DO THIS>
Give the listing again in full, exactly as written.

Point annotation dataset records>
──────────────────────────────
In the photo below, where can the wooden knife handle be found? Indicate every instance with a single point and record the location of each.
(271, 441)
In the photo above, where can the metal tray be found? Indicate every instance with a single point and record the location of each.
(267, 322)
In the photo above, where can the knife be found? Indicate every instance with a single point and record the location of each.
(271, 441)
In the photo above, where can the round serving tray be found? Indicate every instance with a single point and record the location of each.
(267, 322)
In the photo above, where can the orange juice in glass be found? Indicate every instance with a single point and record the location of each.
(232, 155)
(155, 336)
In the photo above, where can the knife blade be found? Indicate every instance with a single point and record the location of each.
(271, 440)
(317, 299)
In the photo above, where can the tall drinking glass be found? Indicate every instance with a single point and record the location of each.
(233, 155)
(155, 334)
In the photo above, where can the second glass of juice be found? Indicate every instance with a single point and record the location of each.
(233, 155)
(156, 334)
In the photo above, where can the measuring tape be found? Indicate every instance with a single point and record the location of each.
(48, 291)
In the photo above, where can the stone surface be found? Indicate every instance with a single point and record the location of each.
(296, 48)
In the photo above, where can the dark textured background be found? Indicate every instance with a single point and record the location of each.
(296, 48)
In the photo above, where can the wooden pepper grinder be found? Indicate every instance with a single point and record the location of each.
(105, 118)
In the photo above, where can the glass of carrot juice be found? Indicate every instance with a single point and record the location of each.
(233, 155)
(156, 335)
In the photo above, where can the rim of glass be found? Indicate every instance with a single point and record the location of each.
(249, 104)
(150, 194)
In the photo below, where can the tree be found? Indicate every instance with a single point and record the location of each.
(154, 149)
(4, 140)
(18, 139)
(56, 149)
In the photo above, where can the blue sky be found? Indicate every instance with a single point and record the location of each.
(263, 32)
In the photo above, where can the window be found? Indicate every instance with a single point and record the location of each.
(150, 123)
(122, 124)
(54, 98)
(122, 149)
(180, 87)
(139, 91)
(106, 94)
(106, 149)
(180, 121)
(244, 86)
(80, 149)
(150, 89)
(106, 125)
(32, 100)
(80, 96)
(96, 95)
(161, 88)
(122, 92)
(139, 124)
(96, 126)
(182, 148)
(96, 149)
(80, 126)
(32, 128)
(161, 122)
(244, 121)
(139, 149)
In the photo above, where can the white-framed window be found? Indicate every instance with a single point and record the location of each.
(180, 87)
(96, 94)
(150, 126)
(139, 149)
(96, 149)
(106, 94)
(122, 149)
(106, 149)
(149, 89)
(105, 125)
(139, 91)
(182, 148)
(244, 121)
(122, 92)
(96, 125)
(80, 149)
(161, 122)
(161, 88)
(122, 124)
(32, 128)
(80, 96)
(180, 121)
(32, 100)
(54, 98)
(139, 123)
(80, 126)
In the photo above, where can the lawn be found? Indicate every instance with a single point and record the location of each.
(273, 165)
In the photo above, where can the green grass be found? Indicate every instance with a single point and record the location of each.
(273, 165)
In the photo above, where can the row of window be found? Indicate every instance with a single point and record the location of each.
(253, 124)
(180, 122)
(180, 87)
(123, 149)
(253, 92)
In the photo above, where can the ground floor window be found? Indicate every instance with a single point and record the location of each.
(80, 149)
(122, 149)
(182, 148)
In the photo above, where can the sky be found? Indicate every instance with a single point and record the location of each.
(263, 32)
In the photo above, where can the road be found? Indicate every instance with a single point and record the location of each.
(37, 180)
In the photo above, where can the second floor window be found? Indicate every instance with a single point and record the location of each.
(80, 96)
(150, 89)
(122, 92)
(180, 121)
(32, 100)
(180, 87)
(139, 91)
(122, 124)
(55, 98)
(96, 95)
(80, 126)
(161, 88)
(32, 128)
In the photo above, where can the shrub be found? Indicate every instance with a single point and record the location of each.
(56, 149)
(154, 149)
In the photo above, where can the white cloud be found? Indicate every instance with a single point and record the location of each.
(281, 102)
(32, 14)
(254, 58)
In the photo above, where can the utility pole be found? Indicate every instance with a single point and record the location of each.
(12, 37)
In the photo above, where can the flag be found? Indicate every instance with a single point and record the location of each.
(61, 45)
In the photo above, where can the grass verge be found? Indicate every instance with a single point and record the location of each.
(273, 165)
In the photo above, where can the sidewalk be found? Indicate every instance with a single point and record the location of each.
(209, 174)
──────────────────────────────
RESULT FOR THIS EXERCISE>
In the photo below, where can the wooden knife handle be found? Indicate every instance with a single point and record the location of each.
(271, 441)
In the photo above, where can the metal tray be found? Indicate every instance with a single point and record the location of each.
(267, 322)
In the photo above, where can the knife be found? Indicate every instance with a single point and record the location of each.
(271, 441)
In the photo above, where can the round serving tray be found? Indicate every instance with a single point and record the location of each.
(267, 322)
In the photo above, where can the orange juice in glass be found? Indicate every instance with a single point and record the location of each.
(232, 155)
(155, 336)
In the photo above, where can the knife blade be found? Indicate every instance with a single point and record the location of each.
(271, 440)
(317, 299)
In the photo above, where can the tall drinking glass be found? Indicate every instance with a single point and record the location of each.
(233, 155)
(155, 334)
In the photo above, where can the second glass of juice be found? Indicate every instance with a single point and record the location of each.
(233, 155)
(156, 334)
In the photo above, where can the measuring tape be found? Indicate every instance with a single point and record the location of each.
(48, 291)
In the photo above, where can the stone surface be found? Indicate every instance with a single point and record the location of each.
(296, 48)
In the photo above, where can the dark textured background be found? Indicate every instance with a single point and record the location of each.
(296, 48)
In the photo above, where can the wooden pepper grinder be found? Indicate every instance with a single point and record the location of each.
(105, 118)
In the photo above, where can the glass of carrot juice be found? Indicate every instance with a single point and record the location of each.
(233, 155)
(156, 335)
In the photo above, where can the rim of glass be found? Indicate every instance with a single point and record the location of each.
(249, 104)
(150, 194)
In the photo below, where can the tree be found? Indicate every instance with a single point and record the location of each.
(154, 149)
(4, 140)
(18, 139)
(56, 149)
In the photo above, where can the blue sky be found? Indicate every instance with a single point and record the location of each.
(263, 32)
In the photo above, where can the window be found? Indicate every instance with a single point and record the location of each.
(150, 123)
(122, 124)
(54, 98)
(122, 149)
(180, 87)
(139, 91)
(106, 94)
(106, 149)
(180, 121)
(244, 86)
(80, 149)
(150, 89)
(106, 125)
(32, 100)
(80, 96)
(96, 95)
(161, 88)
(122, 92)
(139, 124)
(96, 126)
(182, 148)
(96, 149)
(80, 126)
(32, 128)
(161, 122)
(244, 121)
(139, 149)
In the photo above, where can the white-framed window be found? Indicate every instance with a single point and record the location of each.
(180, 87)
(96, 94)
(150, 126)
(139, 149)
(96, 149)
(106, 94)
(122, 149)
(106, 149)
(149, 89)
(105, 125)
(139, 91)
(182, 148)
(244, 121)
(122, 92)
(96, 125)
(80, 149)
(161, 122)
(161, 88)
(122, 124)
(32, 128)
(80, 96)
(180, 121)
(32, 100)
(54, 98)
(139, 123)
(80, 126)
In the photo above, where can the lawn be found? Indicate every instance with a single point and record the location of each.
(273, 165)
In the photo above, where can the green grass be found? Indicate every instance with a single point and record the location of each.
(273, 165)
In the photo above, where can the row of window be found? Indicate every instance with a single point and record the location of each.
(253, 124)
(180, 122)
(180, 87)
(123, 149)
(253, 92)
In the photo above, where can the ground floor window be found? Indicate every instance with a single point and record the location of each.
(80, 149)
(122, 149)
(182, 148)
In the photo above, where can the sky be found? Indicate every instance with a single point and record the location of each.
(263, 32)
In the photo above, where can the road be found? Indicate every instance with a single point and record the location of each.
(37, 180)
In the photo above, where can the second floor window be found? Indicate every instance with a single point and record the location of each.
(80, 96)
(150, 89)
(122, 92)
(180, 121)
(32, 100)
(180, 87)
(139, 91)
(122, 124)
(55, 98)
(96, 95)
(80, 126)
(161, 88)
(32, 128)
In the photo above, where can the shrub be found? Indicate every instance with a single point and record the location of each.
(56, 149)
(154, 149)
In the photo above, where can the white cloud be found? Indicate every instance with a single point and record the location of each.
(281, 102)
(32, 14)
(254, 58)
In the photo above, where can the utility pole be found? Indicate every instance with a single point and record the location of each.
(12, 37)
In the photo above, where can the flag be found? Indicate every instance with a single point and record the location of each.
(61, 45)
In the photo above, where can the grass verge be found? Indicate every instance with a single point and record the location of each.
(273, 165)
In the photo above, where can the sidewalk be found? Indicate every instance with a single point and record the location of each.
(209, 174)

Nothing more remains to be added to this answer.